(What is asked): Arrange the lines below as a Markdown table with columns headed Number and Entry, covering only the stretch from the line with "Exercise. Point out every instance of the brown" to the line with "point(232, 1279)", both included. Number each row and skip any blank lines.

===============

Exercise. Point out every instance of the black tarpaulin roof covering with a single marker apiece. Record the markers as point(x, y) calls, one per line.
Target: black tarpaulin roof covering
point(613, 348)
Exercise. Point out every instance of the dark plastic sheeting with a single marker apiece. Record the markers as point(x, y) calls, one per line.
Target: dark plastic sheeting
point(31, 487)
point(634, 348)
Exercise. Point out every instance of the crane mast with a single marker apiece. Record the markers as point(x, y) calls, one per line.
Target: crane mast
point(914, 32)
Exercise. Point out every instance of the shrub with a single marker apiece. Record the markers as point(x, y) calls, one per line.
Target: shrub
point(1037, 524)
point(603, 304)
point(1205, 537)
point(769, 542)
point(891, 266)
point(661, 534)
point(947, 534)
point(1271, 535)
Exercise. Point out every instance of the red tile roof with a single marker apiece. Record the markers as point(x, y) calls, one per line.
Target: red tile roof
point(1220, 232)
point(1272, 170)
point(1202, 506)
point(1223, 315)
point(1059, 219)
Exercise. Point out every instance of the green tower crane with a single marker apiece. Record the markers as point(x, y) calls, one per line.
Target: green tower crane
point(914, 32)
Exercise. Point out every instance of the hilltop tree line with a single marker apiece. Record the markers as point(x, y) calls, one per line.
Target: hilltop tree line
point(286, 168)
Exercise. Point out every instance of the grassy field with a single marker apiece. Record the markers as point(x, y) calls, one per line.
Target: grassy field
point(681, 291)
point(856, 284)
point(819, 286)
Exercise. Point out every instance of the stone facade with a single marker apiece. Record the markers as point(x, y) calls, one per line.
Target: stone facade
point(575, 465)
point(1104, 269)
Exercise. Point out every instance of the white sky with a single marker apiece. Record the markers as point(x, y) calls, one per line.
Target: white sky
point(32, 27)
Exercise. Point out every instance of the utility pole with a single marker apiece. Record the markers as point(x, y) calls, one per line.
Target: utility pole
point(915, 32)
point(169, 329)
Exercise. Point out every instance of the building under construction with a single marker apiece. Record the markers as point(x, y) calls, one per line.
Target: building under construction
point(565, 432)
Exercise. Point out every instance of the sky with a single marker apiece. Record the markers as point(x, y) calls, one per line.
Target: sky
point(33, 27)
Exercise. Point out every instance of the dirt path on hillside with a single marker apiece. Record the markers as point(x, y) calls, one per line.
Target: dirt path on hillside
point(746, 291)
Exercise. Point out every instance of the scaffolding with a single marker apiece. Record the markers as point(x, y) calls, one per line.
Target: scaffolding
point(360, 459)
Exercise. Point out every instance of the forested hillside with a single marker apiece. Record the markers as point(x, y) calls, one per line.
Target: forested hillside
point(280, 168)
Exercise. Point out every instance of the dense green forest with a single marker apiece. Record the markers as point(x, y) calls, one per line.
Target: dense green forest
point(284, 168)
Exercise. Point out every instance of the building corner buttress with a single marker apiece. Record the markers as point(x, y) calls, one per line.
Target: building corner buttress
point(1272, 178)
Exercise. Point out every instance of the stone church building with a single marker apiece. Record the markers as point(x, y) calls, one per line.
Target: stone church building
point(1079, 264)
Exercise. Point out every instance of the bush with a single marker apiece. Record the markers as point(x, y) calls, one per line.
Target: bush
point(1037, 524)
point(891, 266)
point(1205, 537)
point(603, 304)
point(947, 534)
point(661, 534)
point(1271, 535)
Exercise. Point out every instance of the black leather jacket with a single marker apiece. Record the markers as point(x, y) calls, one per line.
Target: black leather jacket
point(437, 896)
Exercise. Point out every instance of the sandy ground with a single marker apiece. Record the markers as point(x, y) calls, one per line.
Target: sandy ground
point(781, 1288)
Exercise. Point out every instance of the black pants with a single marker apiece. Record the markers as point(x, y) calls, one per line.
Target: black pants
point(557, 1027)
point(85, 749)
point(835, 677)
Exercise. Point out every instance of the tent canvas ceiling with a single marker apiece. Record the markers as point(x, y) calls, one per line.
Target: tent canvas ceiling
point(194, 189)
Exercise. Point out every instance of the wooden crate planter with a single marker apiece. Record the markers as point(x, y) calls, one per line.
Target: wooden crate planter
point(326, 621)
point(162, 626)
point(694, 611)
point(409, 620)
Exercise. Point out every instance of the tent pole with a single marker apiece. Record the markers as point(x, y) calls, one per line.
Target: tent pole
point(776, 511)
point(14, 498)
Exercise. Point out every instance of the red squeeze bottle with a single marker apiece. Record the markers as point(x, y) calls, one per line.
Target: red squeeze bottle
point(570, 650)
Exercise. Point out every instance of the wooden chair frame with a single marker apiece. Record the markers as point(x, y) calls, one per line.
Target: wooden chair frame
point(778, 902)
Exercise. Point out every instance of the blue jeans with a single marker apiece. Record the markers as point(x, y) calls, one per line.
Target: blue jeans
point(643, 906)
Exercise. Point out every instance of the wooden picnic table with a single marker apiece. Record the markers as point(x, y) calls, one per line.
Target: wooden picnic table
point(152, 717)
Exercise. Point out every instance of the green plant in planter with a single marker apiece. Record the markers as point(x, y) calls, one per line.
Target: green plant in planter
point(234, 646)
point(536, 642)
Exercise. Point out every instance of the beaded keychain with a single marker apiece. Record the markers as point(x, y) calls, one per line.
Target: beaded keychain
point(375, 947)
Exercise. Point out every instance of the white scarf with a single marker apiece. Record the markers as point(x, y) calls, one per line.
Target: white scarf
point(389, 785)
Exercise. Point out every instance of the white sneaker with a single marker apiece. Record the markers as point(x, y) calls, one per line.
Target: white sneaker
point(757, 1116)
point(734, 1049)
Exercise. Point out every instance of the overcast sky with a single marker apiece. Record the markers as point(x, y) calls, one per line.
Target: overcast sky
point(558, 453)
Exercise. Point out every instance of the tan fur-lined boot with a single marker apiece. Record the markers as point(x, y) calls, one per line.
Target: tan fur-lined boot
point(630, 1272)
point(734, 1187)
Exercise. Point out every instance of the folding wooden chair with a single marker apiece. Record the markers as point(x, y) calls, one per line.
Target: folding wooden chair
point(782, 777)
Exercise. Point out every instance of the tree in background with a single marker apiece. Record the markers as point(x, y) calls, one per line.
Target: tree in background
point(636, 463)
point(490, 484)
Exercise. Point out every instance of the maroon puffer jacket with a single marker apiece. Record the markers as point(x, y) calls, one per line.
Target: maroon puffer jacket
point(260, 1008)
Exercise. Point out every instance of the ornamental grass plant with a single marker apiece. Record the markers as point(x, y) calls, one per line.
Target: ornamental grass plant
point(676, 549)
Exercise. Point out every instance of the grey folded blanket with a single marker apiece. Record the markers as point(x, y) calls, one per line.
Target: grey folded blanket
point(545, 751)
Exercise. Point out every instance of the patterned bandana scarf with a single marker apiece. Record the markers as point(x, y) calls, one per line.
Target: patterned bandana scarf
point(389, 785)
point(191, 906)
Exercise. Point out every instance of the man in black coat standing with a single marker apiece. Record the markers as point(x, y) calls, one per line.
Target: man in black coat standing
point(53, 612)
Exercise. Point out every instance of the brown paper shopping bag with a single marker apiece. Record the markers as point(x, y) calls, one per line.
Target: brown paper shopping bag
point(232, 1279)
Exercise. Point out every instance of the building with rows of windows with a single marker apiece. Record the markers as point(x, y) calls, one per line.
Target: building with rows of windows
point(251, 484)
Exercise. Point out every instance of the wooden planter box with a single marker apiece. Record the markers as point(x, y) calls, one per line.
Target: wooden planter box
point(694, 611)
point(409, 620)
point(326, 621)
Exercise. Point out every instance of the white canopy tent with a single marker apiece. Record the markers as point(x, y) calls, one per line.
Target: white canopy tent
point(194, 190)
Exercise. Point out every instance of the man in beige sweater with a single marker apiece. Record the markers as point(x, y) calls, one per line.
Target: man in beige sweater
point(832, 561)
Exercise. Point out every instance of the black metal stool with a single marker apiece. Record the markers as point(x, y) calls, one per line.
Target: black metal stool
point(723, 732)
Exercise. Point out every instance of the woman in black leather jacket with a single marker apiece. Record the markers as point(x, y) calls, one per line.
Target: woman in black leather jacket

===============

(Answer for the task):
| Number | Entry |
|---|---|
| 1 | Exercise. Point out every instance of the brown paper shopping bag with a single marker apiece. Record the markers as point(x, y) calls, one per line. |
| 2 | Target: brown paper shopping bag |
| 3 | point(232, 1279) |